(Source data)
• • • •

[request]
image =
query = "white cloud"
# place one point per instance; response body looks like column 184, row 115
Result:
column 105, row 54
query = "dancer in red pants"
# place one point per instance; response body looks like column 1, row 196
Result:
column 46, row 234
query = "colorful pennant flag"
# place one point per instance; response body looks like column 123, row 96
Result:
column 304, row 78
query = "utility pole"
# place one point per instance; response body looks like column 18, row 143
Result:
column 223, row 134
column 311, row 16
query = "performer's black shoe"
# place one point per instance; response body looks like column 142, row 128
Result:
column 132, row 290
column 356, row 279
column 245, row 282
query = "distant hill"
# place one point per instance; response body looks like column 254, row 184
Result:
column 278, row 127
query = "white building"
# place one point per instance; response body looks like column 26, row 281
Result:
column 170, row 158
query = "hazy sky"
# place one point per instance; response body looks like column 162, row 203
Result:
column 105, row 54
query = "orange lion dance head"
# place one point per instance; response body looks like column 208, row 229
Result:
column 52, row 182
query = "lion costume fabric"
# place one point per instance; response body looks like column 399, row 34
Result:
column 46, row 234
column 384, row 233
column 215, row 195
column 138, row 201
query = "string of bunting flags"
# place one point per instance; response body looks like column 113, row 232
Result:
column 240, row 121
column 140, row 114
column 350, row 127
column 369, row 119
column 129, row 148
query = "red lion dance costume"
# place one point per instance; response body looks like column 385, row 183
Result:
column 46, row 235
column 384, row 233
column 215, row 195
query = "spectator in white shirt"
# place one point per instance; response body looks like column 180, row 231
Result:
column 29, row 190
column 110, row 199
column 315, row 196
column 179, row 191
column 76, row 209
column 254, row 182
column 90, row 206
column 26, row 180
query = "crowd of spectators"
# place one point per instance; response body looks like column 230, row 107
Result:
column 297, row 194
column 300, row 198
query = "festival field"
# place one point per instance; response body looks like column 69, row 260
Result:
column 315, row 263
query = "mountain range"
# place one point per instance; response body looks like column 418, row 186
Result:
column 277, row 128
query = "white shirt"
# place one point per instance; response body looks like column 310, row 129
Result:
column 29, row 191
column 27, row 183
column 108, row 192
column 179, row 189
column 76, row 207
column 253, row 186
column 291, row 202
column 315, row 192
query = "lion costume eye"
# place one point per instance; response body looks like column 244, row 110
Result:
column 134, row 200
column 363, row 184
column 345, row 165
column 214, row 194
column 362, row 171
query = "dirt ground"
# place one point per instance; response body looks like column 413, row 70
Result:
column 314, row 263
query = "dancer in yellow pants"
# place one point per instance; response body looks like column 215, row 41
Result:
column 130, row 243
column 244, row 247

• • • •

* To be done
Print the whole listing above again, keeping every line identical.

* Written reply
[request]
image =
query = "white cloud"
# place one point per instance; response body looks like column 184, row 115
Result:
column 105, row 54
query = "dancer in red pants"
# place one point per instance; response body looks like column 1, row 196
Result:
column 46, row 234
query = "colorful pennant flag"
# place one point per instance; response body looks like column 123, row 96
Result:
column 304, row 78
query = "utility pole"
# place one point per instance; response body looks like column 18, row 143
Result:
column 223, row 134
column 311, row 16
query = "performer's black shoe"
# place one point per instance; response body looks like column 142, row 128
Result:
column 132, row 290
column 356, row 279
column 245, row 282
query = "distant hill"
# place one point per instance; response body looks like column 254, row 184
Result:
column 278, row 127
query = "white building"
# place one point per instance; response body looks like column 26, row 281
Result:
column 170, row 158
query = "hazy sky"
# place one point per instance; response body looks like column 162, row 203
Result:
column 105, row 54
query = "orange lion dance head"
# place one point per instance; response body looks like column 208, row 229
Result:
column 52, row 182
query = "lion costume fabric"
# place one point per instance; response body looks like column 399, row 34
Result:
column 46, row 234
column 384, row 233
column 215, row 195
column 138, row 201
query = "string of bunting flags"
# place one point per instance; response body looks like column 113, row 232
Result:
column 240, row 121
column 140, row 114
column 350, row 127
column 369, row 119
column 129, row 148
query = "red lion dance costume"
# place one point per instance; response body looks like column 385, row 183
Result:
column 46, row 235
column 384, row 233
column 215, row 195
query = "spectator in white shirt"
# place one point per instance; response body looks like column 180, row 231
Result:
column 29, row 190
column 110, row 199
column 315, row 196
column 179, row 191
column 76, row 209
column 254, row 182
column 90, row 206
column 26, row 180
query = "crowd of spectators"
# place one point per instance; response body looks like column 230, row 107
Result:
column 297, row 194
column 300, row 198
query = "festival field"
# place one point per instance; response body looks like column 69, row 260
Result:
column 315, row 263
query = "mountain range"
# place one point per instance; response body looks like column 418, row 186
Result:
column 277, row 128
query = "white shirt"
# place one point per instance; response body looks like column 310, row 129
Result:
column 29, row 191
column 27, row 183
column 108, row 192
column 179, row 189
column 76, row 207
column 253, row 186
column 291, row 202
column 315, row 192
query = "lion costume eye"
# place one point per instance; response body looks like column 244, row 110
Result:
column 134, row 200
column 363, row 184
column 345, row 165
column 214, row 194
column 362, row 171
query = "dirt ground"
# place one point per instance; response body looks like column 413, row 70
Result:
column 314, row 263
query = "dancer in yellow pants"
# place one point per instance; response body looks like column 215, row 41
Result:
column 130, row 243
column 244, row 247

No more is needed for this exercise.